**BRIEF:** Copy out the part that opens with the line containing "Exercise. Mark the silhouetted" and closes with the line containing "pixel 81 11", putting "rounded roof" wherever "domed roof" appears and keeping everything else the same.

**DATA SUPPLIED:**
⟨
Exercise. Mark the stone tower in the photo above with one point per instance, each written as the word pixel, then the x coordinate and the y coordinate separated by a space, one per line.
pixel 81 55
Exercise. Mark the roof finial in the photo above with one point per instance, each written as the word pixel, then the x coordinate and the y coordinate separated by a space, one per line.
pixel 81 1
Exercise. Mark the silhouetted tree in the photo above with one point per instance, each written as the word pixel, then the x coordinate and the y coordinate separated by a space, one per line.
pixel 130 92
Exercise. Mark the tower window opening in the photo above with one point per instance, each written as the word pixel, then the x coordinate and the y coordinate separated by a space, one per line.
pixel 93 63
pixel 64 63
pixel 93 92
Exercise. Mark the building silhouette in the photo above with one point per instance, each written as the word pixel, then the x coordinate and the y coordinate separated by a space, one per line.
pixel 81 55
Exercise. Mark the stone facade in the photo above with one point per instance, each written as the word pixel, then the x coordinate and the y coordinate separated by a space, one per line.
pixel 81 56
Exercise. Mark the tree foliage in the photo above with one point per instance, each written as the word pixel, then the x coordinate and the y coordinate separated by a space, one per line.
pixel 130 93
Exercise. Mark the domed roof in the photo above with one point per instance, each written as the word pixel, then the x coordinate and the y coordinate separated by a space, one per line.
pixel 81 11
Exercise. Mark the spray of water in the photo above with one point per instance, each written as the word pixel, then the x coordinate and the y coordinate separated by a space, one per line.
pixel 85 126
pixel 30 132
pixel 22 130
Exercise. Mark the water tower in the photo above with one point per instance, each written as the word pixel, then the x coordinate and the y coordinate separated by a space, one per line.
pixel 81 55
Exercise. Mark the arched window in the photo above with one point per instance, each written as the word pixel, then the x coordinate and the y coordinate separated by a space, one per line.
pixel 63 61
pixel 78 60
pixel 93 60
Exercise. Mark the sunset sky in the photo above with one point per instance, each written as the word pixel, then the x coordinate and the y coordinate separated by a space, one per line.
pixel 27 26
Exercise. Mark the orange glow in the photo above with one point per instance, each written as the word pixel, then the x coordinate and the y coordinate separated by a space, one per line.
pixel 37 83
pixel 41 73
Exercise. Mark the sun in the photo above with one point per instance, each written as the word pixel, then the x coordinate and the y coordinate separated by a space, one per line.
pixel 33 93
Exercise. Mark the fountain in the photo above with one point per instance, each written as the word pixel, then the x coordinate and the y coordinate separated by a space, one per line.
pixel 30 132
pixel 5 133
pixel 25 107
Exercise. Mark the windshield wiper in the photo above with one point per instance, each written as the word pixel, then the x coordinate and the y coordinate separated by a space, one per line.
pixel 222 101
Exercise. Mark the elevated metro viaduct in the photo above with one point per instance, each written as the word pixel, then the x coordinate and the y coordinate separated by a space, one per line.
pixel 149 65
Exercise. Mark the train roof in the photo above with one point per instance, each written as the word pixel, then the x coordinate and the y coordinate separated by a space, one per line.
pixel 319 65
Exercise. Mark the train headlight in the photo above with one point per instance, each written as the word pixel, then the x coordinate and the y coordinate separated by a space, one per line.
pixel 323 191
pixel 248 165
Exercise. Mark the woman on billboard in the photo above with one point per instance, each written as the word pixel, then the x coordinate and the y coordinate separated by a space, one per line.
⟩
⟨
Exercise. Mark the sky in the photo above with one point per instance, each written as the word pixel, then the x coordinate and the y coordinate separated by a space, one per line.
⟩
⟨
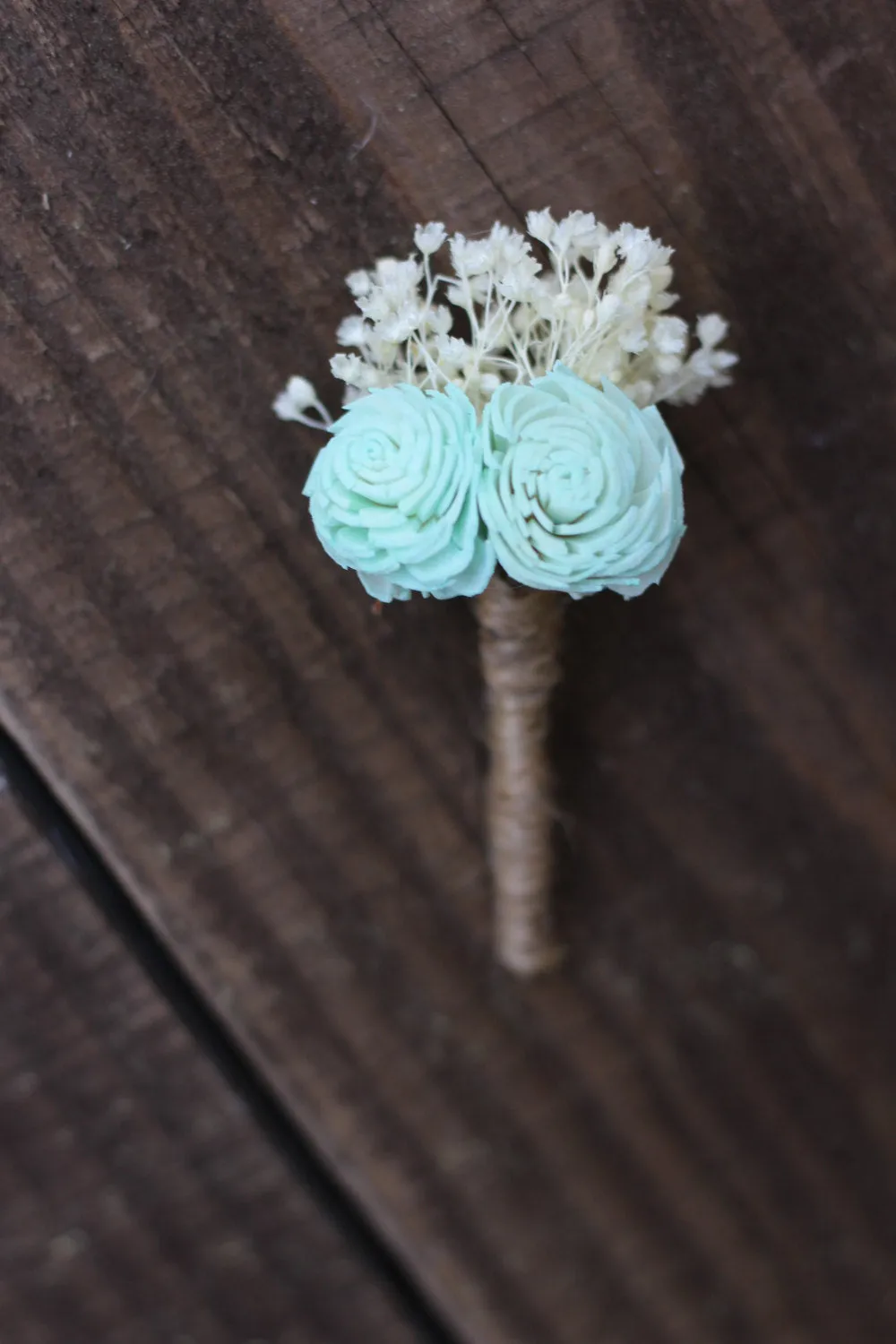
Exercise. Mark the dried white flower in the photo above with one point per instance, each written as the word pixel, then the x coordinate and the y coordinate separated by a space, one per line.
⟩
**WRITTEN SOLUTION:**
Exercise. Mark the silhouetted tree in the photo above with one point per instance, each written as the word pixel, then the x coordinate and the y coordinate separated by a space, one per line.
pixel 130 92
Exercise. Mark the tower window opening in the photo above with one point per instance, each written as the word pixel, then the x coordinate and the y coordinate separated by a space, one per line.
pixel 93 63
pixel 64 63
pixel 93 92
Exercise. Mark the building silhouette in the photo above with one point per instance, each written as the word pixel, then the x coordinate and the y coordinate separated by a space, one per line.
pixel 81 55
Exercise. Mark the stone facade in the photo above with one point per instance, each written as the word pixel, then the x coordinate and the y coordinate separated by a space, one per line.
pixel 81 56
Exercise. Mark the tree foliage in the photo above with one point per instance, each written as the word pixel, then the x coordinate and the y coordinate separated by a space, one per line.
pixel 130 93
Exercise. Mark the rounded roof in the photo above with one point per instance, each written as the word pixel, then the x coordinate and the y coordinate separated by a space, one per line.
pixel 81 11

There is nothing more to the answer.